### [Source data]
..........

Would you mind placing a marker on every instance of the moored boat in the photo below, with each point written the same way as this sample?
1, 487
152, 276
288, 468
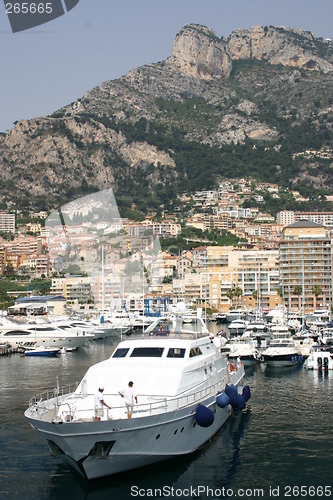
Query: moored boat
319, 360
185, 389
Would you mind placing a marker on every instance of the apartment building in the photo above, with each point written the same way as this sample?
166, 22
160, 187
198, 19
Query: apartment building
305, 254
74, 289
7, 222
287, 217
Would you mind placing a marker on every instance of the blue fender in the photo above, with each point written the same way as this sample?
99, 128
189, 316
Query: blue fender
222, 400
204, 416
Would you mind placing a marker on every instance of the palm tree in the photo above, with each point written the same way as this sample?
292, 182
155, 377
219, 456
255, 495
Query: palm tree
230, 295
316, 290
238, 292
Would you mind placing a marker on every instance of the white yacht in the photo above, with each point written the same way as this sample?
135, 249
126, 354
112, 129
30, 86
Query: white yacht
185, 390
282, 350
237, 327
42, 334
319, 360
242, 349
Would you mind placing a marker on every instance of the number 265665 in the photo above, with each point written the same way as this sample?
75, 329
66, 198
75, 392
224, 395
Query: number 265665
29, 8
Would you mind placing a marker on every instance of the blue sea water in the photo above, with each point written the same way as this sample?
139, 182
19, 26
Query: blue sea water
280, 446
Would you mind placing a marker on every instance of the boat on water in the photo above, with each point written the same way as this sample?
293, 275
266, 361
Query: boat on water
319, 360
42, 334
41, 351
186, 391
242, 349
282, 349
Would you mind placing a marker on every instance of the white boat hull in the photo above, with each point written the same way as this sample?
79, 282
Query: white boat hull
152, 439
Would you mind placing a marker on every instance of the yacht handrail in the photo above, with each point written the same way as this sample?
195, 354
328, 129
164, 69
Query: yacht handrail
52, 393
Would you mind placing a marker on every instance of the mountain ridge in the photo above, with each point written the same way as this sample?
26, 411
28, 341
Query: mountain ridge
250, 89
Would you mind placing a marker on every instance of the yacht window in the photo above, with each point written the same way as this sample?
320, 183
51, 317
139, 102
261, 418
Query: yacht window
16, 332
42, 329
175, 352
147, 352
195, 351
120, 353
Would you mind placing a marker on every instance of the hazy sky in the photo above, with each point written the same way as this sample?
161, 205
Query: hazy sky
45, 68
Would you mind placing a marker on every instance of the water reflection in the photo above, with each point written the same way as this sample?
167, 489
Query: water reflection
284, 437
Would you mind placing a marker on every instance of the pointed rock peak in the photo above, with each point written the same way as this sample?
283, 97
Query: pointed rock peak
198, 52
203, 30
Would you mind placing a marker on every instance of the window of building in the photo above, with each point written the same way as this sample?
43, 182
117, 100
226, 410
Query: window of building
195, 351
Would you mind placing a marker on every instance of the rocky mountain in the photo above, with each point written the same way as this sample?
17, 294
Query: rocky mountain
247, 105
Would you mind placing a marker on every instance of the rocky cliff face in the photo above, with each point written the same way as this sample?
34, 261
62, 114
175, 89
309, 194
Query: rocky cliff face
208, 88
198, 52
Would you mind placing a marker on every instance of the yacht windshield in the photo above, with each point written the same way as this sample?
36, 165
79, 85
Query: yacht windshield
147, 352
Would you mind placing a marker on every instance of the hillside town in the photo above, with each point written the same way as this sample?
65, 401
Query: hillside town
283, 259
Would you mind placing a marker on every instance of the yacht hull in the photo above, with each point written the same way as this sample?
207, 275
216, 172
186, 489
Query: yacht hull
98, 449
282, 360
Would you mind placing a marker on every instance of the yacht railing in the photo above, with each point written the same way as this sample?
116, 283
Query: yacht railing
53, 393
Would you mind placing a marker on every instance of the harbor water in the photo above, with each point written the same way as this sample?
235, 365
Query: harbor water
280, 446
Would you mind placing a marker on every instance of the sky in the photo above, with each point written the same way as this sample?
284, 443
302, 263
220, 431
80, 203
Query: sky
47, 67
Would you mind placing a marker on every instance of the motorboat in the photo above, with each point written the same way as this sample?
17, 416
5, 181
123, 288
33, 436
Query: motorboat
257, 328
242, 350
319, 360
41, 351
282, 350
186, 392
43, 334
237, 327
220, 317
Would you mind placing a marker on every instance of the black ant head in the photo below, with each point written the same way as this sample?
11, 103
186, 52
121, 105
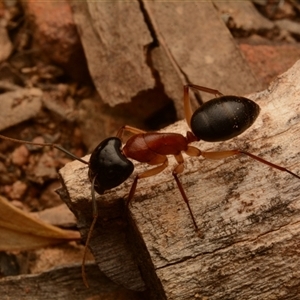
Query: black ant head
108, 165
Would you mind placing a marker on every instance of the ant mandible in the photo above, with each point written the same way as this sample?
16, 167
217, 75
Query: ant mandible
219, 119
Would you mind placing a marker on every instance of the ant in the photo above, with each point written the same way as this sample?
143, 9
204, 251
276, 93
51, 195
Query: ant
219, 119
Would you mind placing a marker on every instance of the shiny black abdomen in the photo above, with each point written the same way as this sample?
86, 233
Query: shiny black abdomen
223, 118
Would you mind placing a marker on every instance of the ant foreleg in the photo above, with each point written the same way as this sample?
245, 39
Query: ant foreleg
228, 153
95, 217
145, 174
177, 170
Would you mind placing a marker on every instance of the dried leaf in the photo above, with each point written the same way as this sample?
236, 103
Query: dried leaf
20, 231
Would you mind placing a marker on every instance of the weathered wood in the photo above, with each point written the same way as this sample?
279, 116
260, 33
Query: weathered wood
109, 243
114, 37
132, 47
63, 283
248, 213
194, 40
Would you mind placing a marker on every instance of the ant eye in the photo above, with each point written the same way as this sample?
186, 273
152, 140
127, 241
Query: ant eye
109, 165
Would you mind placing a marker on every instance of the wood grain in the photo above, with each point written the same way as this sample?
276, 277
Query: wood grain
248, 213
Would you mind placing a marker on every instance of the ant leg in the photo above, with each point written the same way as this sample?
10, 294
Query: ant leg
187, 102
145, 174
129, 129
95, 217
224, 154
204, 89
58, 147
177, 170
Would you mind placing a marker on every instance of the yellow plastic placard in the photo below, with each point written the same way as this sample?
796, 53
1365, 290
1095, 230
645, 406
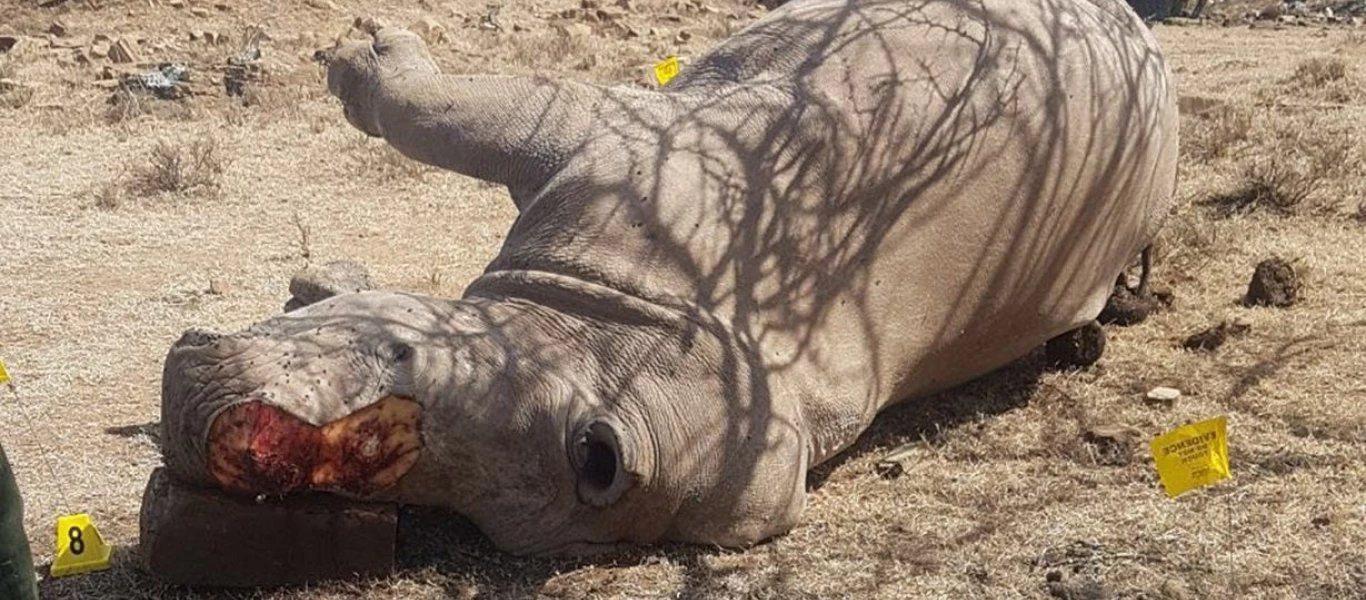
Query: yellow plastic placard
667, 70
79, 547
1193, 455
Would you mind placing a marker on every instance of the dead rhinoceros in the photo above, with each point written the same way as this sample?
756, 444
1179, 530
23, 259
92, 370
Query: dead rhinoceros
711, 287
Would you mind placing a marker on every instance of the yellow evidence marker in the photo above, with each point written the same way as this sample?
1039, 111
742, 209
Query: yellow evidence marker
1193, 455
667, 70
79, 547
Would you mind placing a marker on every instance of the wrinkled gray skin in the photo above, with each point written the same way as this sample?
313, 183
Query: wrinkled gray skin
716, 286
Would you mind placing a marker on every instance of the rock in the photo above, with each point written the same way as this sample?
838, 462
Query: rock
1176, 589
1077, 349
1215, 336
429, 30
1113, 443
1275, 283
317, 283
1163, 395
575, 30
193, 536
122, 52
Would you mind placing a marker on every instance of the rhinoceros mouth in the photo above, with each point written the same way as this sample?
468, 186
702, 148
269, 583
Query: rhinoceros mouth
256, 447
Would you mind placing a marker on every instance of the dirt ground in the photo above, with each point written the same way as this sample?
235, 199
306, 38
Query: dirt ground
122, 224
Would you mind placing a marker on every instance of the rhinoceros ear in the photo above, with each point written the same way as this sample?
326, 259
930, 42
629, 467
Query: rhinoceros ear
601, 462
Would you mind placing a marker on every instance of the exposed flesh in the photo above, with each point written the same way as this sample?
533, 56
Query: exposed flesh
256, 447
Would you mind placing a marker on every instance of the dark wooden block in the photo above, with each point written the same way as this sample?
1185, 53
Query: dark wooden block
193, 536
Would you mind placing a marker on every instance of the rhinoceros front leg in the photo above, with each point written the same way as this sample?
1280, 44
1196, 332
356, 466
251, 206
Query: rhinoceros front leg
511, 130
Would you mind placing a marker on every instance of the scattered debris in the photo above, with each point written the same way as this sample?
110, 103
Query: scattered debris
123, 52
894, 465
1215, 336
167, 82
245, 66
1163, 395
1275, 283
1077, 349
489, 21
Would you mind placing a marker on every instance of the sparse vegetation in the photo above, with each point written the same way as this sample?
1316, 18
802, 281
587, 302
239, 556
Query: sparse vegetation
193, 168
1301, 161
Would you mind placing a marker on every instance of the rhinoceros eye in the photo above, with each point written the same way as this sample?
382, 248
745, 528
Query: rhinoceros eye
597, 458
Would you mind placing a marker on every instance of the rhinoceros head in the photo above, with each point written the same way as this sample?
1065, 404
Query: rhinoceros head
512, 416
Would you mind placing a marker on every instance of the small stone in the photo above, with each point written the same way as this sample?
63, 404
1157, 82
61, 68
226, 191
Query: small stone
122, 52
429, 30
317, 283
1275, 283
1176, 589
1215, 336
194, 536
1113, 443
1163, 395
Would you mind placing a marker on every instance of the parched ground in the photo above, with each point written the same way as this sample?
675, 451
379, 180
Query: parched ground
122, 224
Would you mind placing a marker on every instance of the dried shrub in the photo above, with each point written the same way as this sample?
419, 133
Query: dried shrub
1324, 78
1301, 161
1217, 134
191, 168
1318, 71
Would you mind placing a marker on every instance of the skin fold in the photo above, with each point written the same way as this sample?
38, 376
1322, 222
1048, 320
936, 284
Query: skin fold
711, 287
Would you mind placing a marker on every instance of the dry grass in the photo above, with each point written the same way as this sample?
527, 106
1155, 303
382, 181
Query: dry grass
1299, 161
194, 168
1001, 487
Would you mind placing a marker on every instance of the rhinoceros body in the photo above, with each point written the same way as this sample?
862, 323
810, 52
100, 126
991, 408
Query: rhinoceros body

..........

### [INSTRUCTIONS FOR THE TASK]
Rewrite everything from the line containing "of the skin" down to the end of the records, with "dry grass" changed to "withered grass" and nothing else altered.

### [ANSWER BELOW]
Would you mind placing a marker on every instance of the skin fold in the photo above, with each point written the same way as this sample?
38, 376
1322, 222
1048, 320
936, 284
Query: skin fold
711, 287
Would you mind placing a marker on every instance of the withered grass in the photo above, with each point written the same way as this sample?
527, 106
1155, 303
382, 181
Query: withered grass
1299, 161
194, 168
1001, 487
Would you mind placing a marker on every instance of the rhinoceros body in the photo above, with each point written the same way as this sample?
862, 323
810, 52
100, 126
991, 408
Query: rhinoceros body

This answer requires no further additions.